──────── RECORDS FOR THIS TASK
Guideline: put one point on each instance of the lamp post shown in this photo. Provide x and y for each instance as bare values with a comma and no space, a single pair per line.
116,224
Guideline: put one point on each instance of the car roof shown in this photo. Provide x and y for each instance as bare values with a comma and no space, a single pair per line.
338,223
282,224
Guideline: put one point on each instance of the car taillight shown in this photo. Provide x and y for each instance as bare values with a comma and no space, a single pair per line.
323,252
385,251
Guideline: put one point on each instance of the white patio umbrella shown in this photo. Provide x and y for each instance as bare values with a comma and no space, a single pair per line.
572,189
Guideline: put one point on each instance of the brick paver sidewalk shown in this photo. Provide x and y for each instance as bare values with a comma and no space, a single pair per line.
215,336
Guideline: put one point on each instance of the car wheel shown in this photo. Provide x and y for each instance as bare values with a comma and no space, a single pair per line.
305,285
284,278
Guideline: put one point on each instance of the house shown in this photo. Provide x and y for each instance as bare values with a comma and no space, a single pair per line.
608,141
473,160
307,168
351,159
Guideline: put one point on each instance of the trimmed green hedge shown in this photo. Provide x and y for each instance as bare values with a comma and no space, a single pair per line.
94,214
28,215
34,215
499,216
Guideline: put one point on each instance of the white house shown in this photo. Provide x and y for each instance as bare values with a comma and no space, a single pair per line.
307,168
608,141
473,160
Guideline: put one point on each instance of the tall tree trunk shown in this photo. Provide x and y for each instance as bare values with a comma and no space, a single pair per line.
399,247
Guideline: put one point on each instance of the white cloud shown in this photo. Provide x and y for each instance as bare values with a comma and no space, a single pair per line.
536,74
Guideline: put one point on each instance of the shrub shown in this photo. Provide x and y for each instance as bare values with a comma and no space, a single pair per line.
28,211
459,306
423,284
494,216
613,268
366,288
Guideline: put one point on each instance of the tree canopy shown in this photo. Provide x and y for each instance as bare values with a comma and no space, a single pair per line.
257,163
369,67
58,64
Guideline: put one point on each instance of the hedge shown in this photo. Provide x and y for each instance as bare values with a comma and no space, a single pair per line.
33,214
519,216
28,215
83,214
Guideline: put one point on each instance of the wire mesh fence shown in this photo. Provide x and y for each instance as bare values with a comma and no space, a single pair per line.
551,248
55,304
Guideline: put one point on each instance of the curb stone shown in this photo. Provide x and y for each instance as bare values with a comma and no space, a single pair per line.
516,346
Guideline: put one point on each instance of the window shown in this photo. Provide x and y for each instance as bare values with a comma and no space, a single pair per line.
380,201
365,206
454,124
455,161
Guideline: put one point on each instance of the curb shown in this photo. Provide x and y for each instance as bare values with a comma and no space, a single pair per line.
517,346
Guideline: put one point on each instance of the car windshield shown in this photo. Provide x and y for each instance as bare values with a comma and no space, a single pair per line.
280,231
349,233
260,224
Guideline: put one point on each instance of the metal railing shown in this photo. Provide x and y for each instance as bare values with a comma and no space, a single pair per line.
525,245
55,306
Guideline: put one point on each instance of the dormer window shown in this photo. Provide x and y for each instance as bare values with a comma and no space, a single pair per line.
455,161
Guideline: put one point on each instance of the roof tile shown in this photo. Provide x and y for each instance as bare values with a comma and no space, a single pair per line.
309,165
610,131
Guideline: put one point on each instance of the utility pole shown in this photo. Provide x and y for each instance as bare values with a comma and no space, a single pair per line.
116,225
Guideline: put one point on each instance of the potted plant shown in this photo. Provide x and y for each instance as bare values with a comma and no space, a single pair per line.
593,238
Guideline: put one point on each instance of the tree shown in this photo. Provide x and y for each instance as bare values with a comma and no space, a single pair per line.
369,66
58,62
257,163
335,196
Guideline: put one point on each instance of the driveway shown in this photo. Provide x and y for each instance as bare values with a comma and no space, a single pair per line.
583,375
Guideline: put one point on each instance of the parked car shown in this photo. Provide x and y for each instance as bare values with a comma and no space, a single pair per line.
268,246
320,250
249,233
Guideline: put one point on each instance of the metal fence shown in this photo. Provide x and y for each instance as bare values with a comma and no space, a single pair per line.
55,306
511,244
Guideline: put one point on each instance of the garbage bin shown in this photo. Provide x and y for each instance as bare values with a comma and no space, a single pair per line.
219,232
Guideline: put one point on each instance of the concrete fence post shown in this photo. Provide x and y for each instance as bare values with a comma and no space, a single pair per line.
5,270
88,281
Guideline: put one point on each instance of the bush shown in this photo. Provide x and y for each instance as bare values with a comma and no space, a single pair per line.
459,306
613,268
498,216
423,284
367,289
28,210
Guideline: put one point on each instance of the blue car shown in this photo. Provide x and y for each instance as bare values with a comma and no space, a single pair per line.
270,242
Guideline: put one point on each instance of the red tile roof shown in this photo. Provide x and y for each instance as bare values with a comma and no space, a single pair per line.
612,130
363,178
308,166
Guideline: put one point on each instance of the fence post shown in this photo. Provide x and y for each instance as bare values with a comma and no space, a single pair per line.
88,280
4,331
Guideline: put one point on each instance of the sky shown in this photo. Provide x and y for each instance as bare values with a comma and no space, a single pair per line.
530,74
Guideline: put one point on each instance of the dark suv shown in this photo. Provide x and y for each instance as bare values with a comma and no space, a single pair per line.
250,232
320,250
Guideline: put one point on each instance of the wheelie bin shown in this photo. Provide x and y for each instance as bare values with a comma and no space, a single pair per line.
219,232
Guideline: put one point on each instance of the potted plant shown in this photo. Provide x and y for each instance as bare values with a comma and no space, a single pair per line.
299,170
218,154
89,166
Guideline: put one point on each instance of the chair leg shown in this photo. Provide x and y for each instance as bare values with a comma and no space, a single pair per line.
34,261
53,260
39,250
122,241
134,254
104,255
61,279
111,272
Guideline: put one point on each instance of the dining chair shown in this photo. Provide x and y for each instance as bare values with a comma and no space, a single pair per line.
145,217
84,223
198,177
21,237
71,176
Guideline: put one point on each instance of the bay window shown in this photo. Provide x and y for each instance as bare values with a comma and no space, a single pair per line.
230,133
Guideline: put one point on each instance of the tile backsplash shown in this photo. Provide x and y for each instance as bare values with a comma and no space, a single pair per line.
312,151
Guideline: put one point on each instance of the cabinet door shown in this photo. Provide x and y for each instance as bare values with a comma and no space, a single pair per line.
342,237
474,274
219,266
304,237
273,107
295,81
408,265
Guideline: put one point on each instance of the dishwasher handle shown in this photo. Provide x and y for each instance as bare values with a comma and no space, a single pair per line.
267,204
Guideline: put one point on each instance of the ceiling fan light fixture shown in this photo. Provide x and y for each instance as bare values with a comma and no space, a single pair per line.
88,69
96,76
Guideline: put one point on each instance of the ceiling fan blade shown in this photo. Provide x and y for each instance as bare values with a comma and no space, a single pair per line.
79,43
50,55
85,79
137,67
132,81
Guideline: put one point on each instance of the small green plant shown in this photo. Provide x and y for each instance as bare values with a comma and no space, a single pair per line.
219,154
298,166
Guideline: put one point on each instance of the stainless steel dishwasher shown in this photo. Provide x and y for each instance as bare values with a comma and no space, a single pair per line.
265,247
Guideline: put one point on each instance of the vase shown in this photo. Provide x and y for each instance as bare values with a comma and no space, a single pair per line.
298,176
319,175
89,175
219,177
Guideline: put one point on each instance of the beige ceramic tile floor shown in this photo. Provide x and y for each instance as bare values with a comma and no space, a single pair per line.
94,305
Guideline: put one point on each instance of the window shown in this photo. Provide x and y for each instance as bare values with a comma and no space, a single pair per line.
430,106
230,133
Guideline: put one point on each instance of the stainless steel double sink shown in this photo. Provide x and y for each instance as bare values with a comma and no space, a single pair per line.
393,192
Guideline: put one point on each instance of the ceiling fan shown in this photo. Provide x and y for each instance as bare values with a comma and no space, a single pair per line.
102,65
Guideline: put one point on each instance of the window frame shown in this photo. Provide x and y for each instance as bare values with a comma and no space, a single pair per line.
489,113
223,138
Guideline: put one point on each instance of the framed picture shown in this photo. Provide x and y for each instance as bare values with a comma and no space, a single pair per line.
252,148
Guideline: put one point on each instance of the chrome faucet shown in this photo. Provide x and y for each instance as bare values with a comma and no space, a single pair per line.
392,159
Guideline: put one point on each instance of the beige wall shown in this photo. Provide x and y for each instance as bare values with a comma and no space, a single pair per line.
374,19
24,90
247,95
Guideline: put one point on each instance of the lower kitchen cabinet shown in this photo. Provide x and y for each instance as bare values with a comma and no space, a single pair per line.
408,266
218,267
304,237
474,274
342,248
────────────────
**TASK INSTRUCTIONS:**
Return, word for word, the line containing "Guideline: put one point on each instance of the beige wall" and all lines after it through the last line of the records, and nothing else.

**RESPONSE BOX:**
Guideline: put one point on each instance of the beige wall shown in this photo. Provide x and y for each instance as bare values with a comma and no space, a single pair per line.
374,19
24,90
247,95
Guideline: put one point on each instance of the lower kitchen cabinet shown in this photo. Provide x and y for each instance as bare values with a comma and no space, a single pair per line.
408,266
218,267
304,237
474,274
342,248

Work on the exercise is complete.